INSTRUCTIONS TO FOLLOW
Express every line of the listing as a Markdown table with the columns Number and Record line, numbering the rows in order and leaving out blank lines.

— BEGIN EXCERPTED DATA —

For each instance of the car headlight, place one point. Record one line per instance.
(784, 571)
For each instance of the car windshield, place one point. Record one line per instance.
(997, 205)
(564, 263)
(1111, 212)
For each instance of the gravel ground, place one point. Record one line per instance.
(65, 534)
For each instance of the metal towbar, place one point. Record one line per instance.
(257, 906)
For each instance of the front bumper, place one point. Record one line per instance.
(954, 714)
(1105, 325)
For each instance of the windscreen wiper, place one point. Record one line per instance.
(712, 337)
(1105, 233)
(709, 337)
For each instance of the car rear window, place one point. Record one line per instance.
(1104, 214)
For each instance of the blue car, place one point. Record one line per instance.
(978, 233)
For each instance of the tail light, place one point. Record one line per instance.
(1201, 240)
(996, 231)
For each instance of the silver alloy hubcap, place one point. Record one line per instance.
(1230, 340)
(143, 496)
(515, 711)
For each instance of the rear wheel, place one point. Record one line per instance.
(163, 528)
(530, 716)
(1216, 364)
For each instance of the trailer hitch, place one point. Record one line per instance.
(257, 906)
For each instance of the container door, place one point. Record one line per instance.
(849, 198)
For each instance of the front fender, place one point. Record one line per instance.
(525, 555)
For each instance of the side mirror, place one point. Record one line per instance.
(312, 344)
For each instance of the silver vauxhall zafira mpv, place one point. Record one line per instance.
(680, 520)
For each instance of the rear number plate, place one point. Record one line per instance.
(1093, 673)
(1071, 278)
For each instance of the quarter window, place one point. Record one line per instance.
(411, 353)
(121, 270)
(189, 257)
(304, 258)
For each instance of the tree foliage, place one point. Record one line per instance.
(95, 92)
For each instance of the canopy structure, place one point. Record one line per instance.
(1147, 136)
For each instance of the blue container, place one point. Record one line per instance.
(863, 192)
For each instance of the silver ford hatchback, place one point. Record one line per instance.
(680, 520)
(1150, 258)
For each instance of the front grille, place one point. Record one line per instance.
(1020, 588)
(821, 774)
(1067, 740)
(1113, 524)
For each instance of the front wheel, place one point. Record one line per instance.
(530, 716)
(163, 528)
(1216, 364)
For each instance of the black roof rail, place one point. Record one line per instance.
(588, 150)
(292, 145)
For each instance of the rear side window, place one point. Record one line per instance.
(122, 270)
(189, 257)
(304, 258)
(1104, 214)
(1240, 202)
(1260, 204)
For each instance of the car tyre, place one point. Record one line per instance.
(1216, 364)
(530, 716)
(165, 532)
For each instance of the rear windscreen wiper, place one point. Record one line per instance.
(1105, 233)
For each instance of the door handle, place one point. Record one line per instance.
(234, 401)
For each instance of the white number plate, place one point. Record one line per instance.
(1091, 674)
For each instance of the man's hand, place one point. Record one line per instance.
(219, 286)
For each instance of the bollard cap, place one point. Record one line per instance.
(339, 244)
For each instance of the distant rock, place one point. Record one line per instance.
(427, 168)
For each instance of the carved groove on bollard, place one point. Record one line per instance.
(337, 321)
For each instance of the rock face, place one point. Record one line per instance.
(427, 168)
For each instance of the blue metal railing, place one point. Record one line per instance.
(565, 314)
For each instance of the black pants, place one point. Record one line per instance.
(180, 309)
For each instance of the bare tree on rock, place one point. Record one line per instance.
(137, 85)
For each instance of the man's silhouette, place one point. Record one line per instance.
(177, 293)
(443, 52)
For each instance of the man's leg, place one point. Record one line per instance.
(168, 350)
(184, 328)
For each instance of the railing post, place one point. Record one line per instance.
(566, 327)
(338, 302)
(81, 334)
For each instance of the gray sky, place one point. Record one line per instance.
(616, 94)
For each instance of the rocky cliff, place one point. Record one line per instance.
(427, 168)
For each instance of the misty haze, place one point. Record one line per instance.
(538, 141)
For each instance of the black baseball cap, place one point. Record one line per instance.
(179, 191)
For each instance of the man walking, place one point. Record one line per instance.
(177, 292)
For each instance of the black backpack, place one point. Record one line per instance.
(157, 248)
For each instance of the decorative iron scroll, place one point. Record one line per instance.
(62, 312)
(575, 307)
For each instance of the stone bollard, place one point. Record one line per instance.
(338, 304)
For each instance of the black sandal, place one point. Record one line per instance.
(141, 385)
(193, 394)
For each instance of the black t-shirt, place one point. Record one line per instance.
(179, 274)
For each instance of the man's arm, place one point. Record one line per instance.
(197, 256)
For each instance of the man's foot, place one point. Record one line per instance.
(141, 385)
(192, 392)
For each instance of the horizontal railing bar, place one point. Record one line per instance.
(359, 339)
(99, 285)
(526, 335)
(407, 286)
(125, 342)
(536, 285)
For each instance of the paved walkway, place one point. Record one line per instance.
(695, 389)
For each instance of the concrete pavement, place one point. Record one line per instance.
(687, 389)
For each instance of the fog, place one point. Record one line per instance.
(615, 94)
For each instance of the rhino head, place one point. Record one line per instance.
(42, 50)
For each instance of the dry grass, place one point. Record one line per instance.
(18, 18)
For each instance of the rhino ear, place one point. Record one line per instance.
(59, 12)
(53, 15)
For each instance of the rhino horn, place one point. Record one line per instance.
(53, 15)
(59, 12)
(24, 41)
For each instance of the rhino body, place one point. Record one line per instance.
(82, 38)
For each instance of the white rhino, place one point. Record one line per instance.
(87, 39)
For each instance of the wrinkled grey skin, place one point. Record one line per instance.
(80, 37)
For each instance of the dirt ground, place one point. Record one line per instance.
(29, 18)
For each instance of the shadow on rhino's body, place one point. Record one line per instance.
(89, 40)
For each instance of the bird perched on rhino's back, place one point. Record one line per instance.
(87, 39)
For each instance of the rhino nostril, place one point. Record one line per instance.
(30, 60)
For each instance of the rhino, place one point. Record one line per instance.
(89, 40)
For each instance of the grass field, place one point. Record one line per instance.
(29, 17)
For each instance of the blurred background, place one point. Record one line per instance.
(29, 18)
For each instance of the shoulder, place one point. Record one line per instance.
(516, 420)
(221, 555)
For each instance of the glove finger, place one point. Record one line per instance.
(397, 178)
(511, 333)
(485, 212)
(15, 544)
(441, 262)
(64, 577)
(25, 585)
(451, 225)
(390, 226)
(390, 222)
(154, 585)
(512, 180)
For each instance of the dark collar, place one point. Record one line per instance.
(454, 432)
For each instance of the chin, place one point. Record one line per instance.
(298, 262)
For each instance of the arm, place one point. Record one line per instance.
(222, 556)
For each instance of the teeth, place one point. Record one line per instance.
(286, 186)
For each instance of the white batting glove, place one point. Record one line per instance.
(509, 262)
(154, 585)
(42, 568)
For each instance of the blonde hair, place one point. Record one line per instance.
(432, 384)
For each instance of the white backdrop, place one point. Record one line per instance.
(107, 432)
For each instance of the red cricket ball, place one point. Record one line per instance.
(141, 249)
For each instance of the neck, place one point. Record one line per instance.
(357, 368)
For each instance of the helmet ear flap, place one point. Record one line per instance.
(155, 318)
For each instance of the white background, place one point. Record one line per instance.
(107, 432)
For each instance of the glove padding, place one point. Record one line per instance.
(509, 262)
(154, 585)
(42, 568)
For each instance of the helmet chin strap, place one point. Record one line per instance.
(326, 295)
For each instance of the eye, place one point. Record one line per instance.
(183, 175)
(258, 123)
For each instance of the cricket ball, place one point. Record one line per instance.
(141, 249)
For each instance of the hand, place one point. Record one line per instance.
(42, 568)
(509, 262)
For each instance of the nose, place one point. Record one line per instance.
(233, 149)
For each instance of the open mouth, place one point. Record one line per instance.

— END EXCERPTED DATA —

FINAL RESULT
| Number | Record line |
|---|---|
| 1 | For each instance of the car headlight, place one point. Record one line per instance. |
| 2 | (784, 571) |
| 3 | For each instance of the car windshield, place one point. Record one line per instance. |
| 4 | (997, 205) |
| 5 | (564, 263) |
| 6 | (1111, 212) |
| 7 | For each instance of the gravel ground, place one point. Record one line per instance. |
| 8 | (65, 534) |
| 9 | For each instance of the metal towbar, place one point. Record one line per instance. |
| 10 | (257, 906) |
| 11 | For each instance of the front bumper, place one point. Record one line per instance. |
| 12 | (954, 714) |
| 13 | (1105, 325) |
| 14 | For each instance of the windscreen wiper, place one point. Record one line per instance. |
| 15 | (712, 337) |
| 16 | (1105, 233) |
| 17 | (709, 337) |
| 18 | For each instance of the car rear window, place one point. Record one line per instance. |
| 19 | (1104, 214) |
| 20 | For each instance of the blue car, place one point. Record one line per instance. |
| 21 | (978, 233) |
| 22 | For each instance of the tail light, place one point. Record one line per instance. |
| 23 | (1201, 240) |
| 24 | (996, 231) |
| 25 | For each instance of the silver alloy hubcap, place one point. Record one line per instance. |
| 26 | (1230, 340) |
| 27 | (143, 496) |
| 28 | (515, 711) |
| 29 | For each instance of the rear wheel, place one point. Record one line per instance. |
| 30 | (163, 528) |
| 31 | (530, 716) |
| 32 | (1216, 364) |
| 33 | For each instance of the trailer hitch, place one point. Record one line per instance. |
| 34 | (257, 906) |
| 35 | For each instance of the container door, place one point. Record one line per instance. |
| 36 | (849, 198) |
| 37 | For each instance of the front fender, place one point. Record one line per instance. |
| 38 | (525, 555) |
| 39 | For each instance of the side mirror, place one point. Record one line per instance. |
| 40 | (312, 344) |
| 41 | For each instance of the silver vauxhall zafira mpv, place one point. Record one line per instance. |
| 42 | (680, 520) |
| 43 | For each instance of the rear number plate, place one point. Record one line per instance. |
| 44 | (1093, 673) |
| 45 | (1071, 278) |
| 46 | For each instance of the quarter window, place one point. Record one line per instance. |
| 47 | (411, 353) |
| 48 | (121, 270) |
| 49 | (189, 257) |
| 50 | (304, 258) |
| 51 | For each instance of the tree foliage, place one point. Record one line per instance. |
| 52 | (95, 92) |
| 53 | For each instance of the canopy structure, place one point. Record one line per instance. |
| 54 | (1147, 136) |
| 55 | For each instance of the blue container, place one point. Record one line per instance. |
| 56 | (863, 192) |
| 57 | For each instance of the silver ford hatchback, place one point. Record one line per instance. |
| 58 | (680, 520) |
| 59 | (1150, 258) |
| 60 | For each instance of the front grille, place one point. Record one line per instance. |
| 61 | (1020, 588) |
| 62 | (821, 774) |
| 63 | (1067, 740) |
| 64 | (1113, 524) |
| 65 | For each instance of the front wheel, place one point. Record one line per instance. |
| 66 | (530, 716) |
| 67 | (163, 528) |
| 68 | (1216, 364) |
| 69 | For each instance of the black roof rail, place one point. Record one line per instance. |
| 70 | (588, 150) |
| 71 | (292, 145) |
| 72 | For each instance of the rear side window, place one point. Record one line per instance. |
| 73 | (122, 270) |
| 74 | (189, 257) |
| 75 | (304, 258) |
| 76 | (1104, 214) |
| 77 | (1240, 202) |
| 78 | (1260, 204) |
| 79 | For each instance of the car tyre, place one point. Record one line per instance. |
| 80 | (1216, 364) |
| 81 | (530, 716) |
| 82 | (165, 532) |
| 83 | For each instance of the rear windscreen wiper, place one point. Record one line per instance. |
| 84 | (1105, 233) |
| 85 | For each instance of the door handle, place one point. Record one line per instance. |
| 86 | (234, 401) |
| 87 | For each instance of the white number plate, place one point. Record one line per instance. |
| 88 | (1091, 674) |
| 89 | For each instance of the man's hand, place one point. Record one line per instance. |
| 90 | (219, 286) |
| 91 | For each instance of the bollard cap, place one point. Record one line per instance. |
| 92 | (339, 244) |
| 93 | For each instance of the distant rock, place one point. Record one line per instance. |
| 94 | (427, 168) |
| 95 | For each instance of the carved groove on bollard, place one point. Record one line per instance. |
| 96 | (337, 321) |
| 97 | For each instance of the rock face, place one point. Record one line per instance. |
| 98 | (427, 168) |
| 99 | For each instance of the blue metal railing, place one point. Record one line per instance. |
| 100 | (565, 314) |
| 101 | For each instance of the black pants, place one point. Record one line per instance. |
| 102 | (180, 309) |
| 103 | For each instance of the bare tree on rock, place one point. Record one line per instance. |
| 104 | (137, 85) |
| 105 | For each instance of the man's silhouette, place one point. Record one line per instance. |
| 106 | (177, 293) |
| 107 | (443, 52) |
| 108 | For each instance of the man's leg, place one point. Record one line per instance. |
| 109 | (168, 350) |
| 110 | (184, 328) |
| 111 | For each instance of the railing post, place one point. Record one line per instance. |
| 112 | (566, 327) |
| 113 | (338, 302) |
| 114 | (81, 334) |
| 115 | For each instance of the gray sky, place one point. Record one line per instance. |
| 116 | (616, 94) |
| 117 | For each instance of the rocky cliff, place one point. Record one line per instance. |
| 118 | (427, 168) |
| 119 | For each instance of the misty haze, place one point. Record one line per instance. |
| 120 | (538, 141) |
| 121 | For each instance of the black baseball cap, place one point. Record one line per instance. |
| 122 | (179, 191) |
| 123 | For each instance of the man walking, place one point. Record one line per instance. |
| 124 | (177, 292) |
| 125 | For each instance of the black backpack, place one point. Record one line per instance. |
| 126 | (157, 248) |
| 127 | For each instance of the decorative iron scroll, place one point. Record one line per instance. |
| 128 | (62, 312) |
| 129 | (575, 307) |
| 130 | For each instance of the stone bollard, place one point. Record one line per instance. |
| 131 | (338, 304) |
| 132 | For each instance of the black sandal, place one point. Record one line per instance. |
| 133 | (141, 385) |
| 134 | (193, 394) |
| 135 | For each instance of the black t-shirt, place one point. Record one line per instance. |
| 136 | (179, 274) |
| 137 | For each instance of the man's arm, place one point. Record one line per instance. |
| 138 | (197, 256) |
| 139 | For each instance of the man's foot, place one point. Record one line per instance. |
| 140 | (141, 385) |
| 141 | (192, 392) |
| 142 | For each instance of the horizontal railing bar, place one point. Record one line per instance. |
| 143 | (359, 339) |
| 144 | (99, 285) |
| 145 | (526, 335) |
| 146 | (407, 286) |
| 147 | (125, 342) |
| 148 | (536, 285) |
| 149 | For each instance of the paved walkway, place one point. Record one line per instance. |
| 150 | (695, 389) |
| 151 | For each instance of the concrete pavement, place one point. Record one line per instance. |
| 152 | (687, 389) |
| 153 | For each instance of the fog, place one point. Record one line per instance. |
| 154 | (615, 94) |
| 155 | For each instance of the rhino head, place one point. Record one line per instance. |
| 156 | (42, 50) |
| 157 | For each instance of the dry grass, place one point. Record one line per instance. |
| 158 | (18, 18) |
| 159 | For each instance of the rhino ear, place one point. Record one line per instance. |
| 160 | (59, 12) |
| 161 | (53, 15) |
| 162 | For each instance of the rhino horn, place one point. Record one line per instance. |
| 163 | (53, 15) |
| 164 | (59, 12) |
| 165 | (24, 41) |
| 166 | For each instance of the rhino body, place one point. Record one line per instance. |
| 167 | (82, 38) |
| 168 | For each instance of the white rhino, place one point. Record one line per instance. |
| 169 | (87, 39) |
| 170 | For each instance of the wrinkled grey skin, place one point. Record one line per instance. |
| 171 | (80, 37) |
| 172 | For each instance of the dirt ground, place one point. Record one line per instance. |
| 173 | (29, 18) |
| 174 | For each instance of the shadow on rhino's body, place one point. Record one line per instance. |
| 175 | (89, 40) |
| 176 | For each instance of the bird perched on rhino's back, place one point. Record one line per instance. |
| 177 | (87, 39) |
| 178 | For each instance of the rhino nostril, place one point. Record one line per instance. |
| 179 | (30, 60) |
| 180 | For each instance of the rhino, place one point. Record one line per instance. |
| 181 | (89, 40) |
| 182 | For each instance of the grass field, place one point. Record one line per instance. |
| 183 | (29, 17) |
| 184 | For each instance of the blurred background, place one point. Record one line per instance. |
| 185 | (29, 18) |
| 186 | For each instance of the shoulder, place one point. Record one line per instance. |
| 187 | (516, 420) |
| 188 | (221, 555) |
| 189 | For each instance of the glove finger, place one point. Record one line per instance. |
| 190 | (397, 178) |
| 191 | (511, 333) |
| 192 | (485, 212) |
| 193 | (15, 544) |
| 194 | (441, 262) |
| 195 | (64, 577) |
| 196 | (25, 585) |
| 197 | (451, 225) |
| 198 | (390, 226) |
| 199 | (390, 222) |
| 200 | (154, 585) |
| 201 | (512, 180) |
| 202 | For each instance of the dark collar, place one point. Record one line per instance. |
| 203 | (454, 432) |
| 204 | For each instance of the chin, place one point. Record one line per instance. |
| 205 | (298, 262) |
| 206 | For each instance of the arm, place one point. Record one line per instance. |
| 207 | (222, 556) |
| 208 | For each instance of the teeth, place one point. Record one line per instance. |
| 209 | (286, 186) |
| 210 | For each instance of the white batting glove, place one point. Record one line per instance. |
| 211 | (509, 262) |
| 212 | (154, 585) |
| 213 | (42, 568) |
| 214 | For each instance of the blonde hair, place one point. Record one line per instance. |
| 215 | (432, 384) |
| 216 | For each instance of the white backdrop, place one point. Record one line per instance. |
| 217 | (107, 432) |
| 218 | For each instance of the red cricket ball, place one point. Record one line per instance. |
| 219 | (141, 249) |
| 220 | For each instance of the neck, place one point. Record one line per instance. |
| 221 | (357, 368) |
| 222 | For each instance of the helmet ear flap, place one point. Record one line per instance. |
| 223 | (155, 318) |
| 224 | For each instance of the white background, place one point. Record one line per instance. |
| 225 | (107, 432) |
| 226 | For each instance of the glove padding, place one point. Record one line per instance. |
| 227 | (509, 262) |
| 228 | (154, 585) |
| 229 | (42, 568) |
| 230 | For each instance of the helmet chin strap, place one point. Record one line per instance. |
| 231 | (326, 295) |
| 232 | For each instance of the eye, place one point. Record one line per instance. |
| 233 | (183, 175) |
| 234 | (258, 123) |
| 235 | For each instance of the cricket ball, place one point. Record one line per instance. |
| 236 | (141, 249) |
| 237 | For each instance of the hand, place one point. Record one line per instance. |
| 238 | (42, 568) |
| 239 | (509, 262) |
| 240 | For each instance of the nose, place one point. Record one line per instance. |
| 241 | (233, 149) |
| 242 | For each instance of the open mouth, place one point. Record one line per instance. |